How to complete this task >> When you reach the line containing "Find camera. Give" in the entries below, please begin setting down lines exactly, stop only after the last one, and add nothing else.
━━━━━ Data
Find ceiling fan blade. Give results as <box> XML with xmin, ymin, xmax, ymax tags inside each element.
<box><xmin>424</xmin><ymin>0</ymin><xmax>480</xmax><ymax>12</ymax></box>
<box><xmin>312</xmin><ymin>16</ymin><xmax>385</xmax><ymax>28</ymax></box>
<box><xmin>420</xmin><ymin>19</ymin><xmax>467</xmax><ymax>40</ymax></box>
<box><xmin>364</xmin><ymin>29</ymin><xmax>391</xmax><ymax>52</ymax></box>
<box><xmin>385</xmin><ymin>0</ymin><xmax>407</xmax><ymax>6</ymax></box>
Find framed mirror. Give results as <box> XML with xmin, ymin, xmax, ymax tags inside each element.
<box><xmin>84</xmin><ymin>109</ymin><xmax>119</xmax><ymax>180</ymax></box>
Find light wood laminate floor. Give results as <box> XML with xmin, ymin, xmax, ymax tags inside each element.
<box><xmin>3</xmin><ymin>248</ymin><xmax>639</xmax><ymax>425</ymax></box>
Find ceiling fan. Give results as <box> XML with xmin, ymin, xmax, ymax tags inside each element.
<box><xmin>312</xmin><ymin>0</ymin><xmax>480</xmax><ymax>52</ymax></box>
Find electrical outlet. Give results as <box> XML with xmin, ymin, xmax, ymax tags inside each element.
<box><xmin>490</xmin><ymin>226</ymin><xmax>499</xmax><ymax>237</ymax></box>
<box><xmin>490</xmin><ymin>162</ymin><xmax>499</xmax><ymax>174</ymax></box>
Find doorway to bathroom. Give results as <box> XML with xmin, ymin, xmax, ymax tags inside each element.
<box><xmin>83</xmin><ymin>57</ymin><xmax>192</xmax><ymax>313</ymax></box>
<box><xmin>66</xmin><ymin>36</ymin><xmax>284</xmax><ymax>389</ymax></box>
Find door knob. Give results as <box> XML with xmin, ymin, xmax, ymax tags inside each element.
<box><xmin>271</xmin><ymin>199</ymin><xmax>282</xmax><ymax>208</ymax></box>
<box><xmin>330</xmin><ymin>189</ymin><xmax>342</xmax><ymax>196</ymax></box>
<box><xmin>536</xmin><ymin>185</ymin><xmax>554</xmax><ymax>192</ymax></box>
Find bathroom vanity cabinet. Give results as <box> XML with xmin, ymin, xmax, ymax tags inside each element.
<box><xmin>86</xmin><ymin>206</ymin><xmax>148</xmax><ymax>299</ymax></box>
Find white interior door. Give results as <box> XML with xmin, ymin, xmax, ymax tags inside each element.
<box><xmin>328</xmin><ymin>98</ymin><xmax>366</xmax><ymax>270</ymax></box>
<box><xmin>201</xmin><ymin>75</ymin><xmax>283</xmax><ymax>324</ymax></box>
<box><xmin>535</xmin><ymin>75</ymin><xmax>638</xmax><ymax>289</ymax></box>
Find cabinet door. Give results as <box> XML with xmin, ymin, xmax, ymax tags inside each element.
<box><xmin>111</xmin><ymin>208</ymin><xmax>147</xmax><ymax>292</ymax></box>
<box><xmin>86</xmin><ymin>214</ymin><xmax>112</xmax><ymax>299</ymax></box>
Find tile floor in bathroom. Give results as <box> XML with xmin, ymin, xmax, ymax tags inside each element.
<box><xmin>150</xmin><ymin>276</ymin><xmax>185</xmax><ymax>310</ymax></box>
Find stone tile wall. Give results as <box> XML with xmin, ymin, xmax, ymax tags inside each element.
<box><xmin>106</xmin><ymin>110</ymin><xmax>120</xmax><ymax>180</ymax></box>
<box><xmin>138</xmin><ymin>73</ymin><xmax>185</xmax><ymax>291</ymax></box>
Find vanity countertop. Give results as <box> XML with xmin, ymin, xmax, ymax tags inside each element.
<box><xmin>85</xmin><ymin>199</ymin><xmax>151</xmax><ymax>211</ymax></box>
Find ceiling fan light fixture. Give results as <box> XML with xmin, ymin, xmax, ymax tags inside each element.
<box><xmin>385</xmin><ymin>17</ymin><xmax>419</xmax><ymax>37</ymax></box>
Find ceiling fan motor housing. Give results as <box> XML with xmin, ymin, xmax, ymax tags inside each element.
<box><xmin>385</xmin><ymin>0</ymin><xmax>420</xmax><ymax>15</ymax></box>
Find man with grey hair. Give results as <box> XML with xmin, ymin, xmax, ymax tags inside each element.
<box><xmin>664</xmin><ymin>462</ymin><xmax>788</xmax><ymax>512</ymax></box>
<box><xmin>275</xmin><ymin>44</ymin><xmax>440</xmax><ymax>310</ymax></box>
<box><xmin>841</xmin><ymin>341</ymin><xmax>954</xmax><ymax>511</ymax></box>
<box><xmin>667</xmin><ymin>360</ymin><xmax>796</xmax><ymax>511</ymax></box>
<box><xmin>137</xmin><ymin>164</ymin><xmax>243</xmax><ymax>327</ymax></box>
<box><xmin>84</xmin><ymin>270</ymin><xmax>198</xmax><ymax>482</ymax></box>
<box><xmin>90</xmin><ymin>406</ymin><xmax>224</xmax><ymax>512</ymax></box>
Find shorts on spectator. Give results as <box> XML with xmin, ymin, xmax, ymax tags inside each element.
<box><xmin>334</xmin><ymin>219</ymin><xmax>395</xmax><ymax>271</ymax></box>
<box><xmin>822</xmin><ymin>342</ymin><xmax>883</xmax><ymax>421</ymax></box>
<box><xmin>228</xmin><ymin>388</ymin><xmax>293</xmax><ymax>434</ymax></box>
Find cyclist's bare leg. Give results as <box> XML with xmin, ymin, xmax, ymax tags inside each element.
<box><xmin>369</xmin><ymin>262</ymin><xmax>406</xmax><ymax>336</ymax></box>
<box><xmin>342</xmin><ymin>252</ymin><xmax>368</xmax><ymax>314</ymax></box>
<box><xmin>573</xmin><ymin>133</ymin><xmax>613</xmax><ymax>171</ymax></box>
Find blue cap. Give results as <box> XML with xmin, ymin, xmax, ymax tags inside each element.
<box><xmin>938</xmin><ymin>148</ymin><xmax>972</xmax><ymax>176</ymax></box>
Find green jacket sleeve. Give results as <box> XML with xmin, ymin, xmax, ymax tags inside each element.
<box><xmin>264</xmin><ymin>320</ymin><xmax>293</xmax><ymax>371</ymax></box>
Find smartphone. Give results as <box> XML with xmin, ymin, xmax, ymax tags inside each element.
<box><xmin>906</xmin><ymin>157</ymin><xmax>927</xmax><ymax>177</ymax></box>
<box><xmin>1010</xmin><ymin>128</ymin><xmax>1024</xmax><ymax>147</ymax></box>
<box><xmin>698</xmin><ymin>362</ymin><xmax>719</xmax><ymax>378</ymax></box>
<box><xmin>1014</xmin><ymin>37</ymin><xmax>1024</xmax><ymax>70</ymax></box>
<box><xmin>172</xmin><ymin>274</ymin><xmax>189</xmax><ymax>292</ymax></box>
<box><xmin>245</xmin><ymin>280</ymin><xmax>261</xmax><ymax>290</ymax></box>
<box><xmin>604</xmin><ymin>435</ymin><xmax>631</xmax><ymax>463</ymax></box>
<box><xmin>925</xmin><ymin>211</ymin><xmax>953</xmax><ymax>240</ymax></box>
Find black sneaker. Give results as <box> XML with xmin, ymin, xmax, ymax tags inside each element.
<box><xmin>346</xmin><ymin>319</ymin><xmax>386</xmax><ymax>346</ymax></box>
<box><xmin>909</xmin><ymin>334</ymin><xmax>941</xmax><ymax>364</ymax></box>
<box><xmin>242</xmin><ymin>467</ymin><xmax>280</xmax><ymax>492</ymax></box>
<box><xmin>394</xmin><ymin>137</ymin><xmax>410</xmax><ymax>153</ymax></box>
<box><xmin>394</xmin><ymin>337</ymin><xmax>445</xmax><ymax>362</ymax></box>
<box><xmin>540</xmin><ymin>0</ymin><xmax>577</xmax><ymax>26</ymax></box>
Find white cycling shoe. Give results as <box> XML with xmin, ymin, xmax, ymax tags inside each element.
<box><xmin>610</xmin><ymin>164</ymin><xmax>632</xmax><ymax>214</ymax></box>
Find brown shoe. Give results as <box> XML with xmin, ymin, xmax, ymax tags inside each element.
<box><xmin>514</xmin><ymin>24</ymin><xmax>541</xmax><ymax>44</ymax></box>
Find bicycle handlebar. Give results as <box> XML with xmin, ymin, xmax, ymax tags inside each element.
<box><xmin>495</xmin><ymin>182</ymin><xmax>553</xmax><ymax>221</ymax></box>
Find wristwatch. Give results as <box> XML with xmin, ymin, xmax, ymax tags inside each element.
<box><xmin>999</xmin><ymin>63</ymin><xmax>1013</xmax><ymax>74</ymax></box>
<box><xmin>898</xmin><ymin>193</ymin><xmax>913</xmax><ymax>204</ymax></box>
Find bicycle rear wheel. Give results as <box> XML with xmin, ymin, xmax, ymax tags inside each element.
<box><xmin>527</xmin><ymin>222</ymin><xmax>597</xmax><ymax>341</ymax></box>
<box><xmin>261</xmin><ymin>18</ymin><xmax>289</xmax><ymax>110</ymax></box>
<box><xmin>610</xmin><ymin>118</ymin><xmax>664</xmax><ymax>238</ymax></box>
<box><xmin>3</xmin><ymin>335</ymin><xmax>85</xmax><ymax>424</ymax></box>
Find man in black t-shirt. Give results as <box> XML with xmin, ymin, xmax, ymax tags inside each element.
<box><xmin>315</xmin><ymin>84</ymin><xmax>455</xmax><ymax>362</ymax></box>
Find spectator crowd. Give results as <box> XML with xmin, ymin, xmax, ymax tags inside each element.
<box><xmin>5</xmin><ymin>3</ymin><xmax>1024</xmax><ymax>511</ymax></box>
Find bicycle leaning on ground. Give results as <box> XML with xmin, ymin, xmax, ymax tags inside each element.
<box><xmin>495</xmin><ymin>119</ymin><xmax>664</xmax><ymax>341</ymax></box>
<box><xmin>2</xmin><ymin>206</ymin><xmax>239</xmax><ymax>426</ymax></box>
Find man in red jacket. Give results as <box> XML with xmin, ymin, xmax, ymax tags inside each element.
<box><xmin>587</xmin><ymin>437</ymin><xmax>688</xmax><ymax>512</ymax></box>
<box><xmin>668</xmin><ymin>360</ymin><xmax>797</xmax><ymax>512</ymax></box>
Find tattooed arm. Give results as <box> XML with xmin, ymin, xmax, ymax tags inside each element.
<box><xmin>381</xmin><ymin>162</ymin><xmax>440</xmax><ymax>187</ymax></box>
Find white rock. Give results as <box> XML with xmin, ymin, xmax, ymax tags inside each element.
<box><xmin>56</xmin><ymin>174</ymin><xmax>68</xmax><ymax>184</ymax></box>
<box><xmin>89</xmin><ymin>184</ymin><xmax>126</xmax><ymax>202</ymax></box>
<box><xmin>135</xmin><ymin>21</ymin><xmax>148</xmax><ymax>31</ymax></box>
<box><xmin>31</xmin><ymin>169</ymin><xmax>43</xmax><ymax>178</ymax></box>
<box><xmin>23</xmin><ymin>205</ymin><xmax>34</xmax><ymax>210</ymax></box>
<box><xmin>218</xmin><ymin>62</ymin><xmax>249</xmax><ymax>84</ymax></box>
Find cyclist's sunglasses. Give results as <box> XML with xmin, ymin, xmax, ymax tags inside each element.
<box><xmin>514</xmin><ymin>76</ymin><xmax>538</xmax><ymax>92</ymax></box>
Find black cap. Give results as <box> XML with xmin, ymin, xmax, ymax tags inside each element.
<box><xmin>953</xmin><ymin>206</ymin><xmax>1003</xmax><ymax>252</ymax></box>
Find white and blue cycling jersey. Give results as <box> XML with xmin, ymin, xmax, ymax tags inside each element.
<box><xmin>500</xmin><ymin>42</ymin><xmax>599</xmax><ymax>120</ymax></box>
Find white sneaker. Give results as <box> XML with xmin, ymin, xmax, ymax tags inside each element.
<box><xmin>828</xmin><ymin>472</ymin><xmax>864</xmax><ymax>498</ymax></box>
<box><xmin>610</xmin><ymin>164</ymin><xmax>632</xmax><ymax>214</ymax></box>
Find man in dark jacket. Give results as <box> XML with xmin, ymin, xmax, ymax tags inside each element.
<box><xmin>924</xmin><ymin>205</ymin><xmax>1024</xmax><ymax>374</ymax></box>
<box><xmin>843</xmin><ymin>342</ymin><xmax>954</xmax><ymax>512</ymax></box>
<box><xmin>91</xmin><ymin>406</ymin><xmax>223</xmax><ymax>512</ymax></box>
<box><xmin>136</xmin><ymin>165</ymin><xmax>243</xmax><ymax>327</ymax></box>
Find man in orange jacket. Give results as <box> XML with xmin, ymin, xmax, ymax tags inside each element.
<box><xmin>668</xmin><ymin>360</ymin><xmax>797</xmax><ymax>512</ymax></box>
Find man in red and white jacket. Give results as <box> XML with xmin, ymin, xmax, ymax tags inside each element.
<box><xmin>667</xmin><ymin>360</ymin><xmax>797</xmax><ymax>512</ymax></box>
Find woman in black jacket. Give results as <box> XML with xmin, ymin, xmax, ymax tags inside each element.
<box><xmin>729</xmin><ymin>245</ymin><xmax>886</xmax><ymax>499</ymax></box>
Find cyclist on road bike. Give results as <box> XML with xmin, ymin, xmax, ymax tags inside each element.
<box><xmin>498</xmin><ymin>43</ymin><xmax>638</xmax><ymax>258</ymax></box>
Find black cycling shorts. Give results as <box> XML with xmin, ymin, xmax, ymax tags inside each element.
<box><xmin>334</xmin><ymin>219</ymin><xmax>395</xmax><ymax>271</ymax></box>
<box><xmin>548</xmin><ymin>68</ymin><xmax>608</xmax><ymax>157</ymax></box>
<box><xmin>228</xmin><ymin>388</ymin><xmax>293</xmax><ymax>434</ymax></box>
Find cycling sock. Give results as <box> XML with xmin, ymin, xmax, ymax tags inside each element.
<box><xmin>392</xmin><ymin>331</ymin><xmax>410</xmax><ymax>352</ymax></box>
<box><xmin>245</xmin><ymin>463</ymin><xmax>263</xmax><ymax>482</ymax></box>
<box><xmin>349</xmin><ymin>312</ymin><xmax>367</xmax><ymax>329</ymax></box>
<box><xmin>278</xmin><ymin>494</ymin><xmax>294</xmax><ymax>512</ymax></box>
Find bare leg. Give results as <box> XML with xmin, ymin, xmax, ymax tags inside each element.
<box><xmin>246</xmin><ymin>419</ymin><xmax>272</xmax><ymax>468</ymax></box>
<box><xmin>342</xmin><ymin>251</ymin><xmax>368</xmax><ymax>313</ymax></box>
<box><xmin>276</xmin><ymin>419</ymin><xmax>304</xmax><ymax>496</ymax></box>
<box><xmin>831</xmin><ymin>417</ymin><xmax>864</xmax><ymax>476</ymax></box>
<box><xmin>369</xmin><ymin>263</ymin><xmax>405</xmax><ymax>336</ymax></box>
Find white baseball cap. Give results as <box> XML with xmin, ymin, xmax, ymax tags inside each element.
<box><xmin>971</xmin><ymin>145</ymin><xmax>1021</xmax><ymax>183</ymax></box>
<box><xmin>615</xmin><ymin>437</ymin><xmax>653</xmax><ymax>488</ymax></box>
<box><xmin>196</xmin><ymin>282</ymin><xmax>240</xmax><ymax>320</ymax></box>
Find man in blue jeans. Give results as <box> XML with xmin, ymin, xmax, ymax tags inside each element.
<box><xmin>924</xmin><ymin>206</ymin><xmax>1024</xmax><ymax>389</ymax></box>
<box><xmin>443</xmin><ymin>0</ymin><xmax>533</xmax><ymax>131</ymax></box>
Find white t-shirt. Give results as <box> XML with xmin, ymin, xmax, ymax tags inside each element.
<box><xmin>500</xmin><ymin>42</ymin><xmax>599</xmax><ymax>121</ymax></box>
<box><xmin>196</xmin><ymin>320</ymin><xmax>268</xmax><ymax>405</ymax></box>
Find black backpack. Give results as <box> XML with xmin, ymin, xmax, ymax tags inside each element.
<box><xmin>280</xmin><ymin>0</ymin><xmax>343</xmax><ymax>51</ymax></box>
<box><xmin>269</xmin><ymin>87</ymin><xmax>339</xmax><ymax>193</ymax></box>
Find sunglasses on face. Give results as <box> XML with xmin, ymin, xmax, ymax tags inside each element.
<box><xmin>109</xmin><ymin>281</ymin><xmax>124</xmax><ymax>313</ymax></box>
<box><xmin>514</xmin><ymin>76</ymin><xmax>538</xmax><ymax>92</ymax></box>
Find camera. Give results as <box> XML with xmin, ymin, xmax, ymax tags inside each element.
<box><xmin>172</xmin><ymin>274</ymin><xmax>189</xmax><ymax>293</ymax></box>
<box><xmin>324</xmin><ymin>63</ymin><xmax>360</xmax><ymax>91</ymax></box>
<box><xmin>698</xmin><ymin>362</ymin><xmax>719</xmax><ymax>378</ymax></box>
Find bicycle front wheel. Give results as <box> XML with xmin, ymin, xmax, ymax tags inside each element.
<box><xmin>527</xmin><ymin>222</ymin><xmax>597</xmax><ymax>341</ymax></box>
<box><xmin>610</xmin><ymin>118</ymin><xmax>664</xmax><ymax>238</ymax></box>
━━━━━━━━━━
The completed task >>
Find camera. Give results as <box> XML with xmin, ymin, xmax, ymax tags inside each element.
<box><xmin>172</xmin><ymin>274</ymin><xmax>189</xmax><ymax>293</ymax></box>
<box><xmin>324</xmin><ymin>63</ymin><xmax>360</xmax><ymax>91</ymax></box>
<box><xmin>698</xmin><ymin>362</ymin><xmax>719</xmax><ymax>378</ymax></box>
Find bicycle front wheel. Give results as <box> XML with xmin, ymin, xmax, ymax tags inside each element.
<box><xmin>527</xmin><ymin>222</ymin><xmax>597</xmax><ymax>341</ymax></box>
<box><xmin>610</xmin><ymin>118</ymin><xmax>664</xmax><ymax>238</ymax></box>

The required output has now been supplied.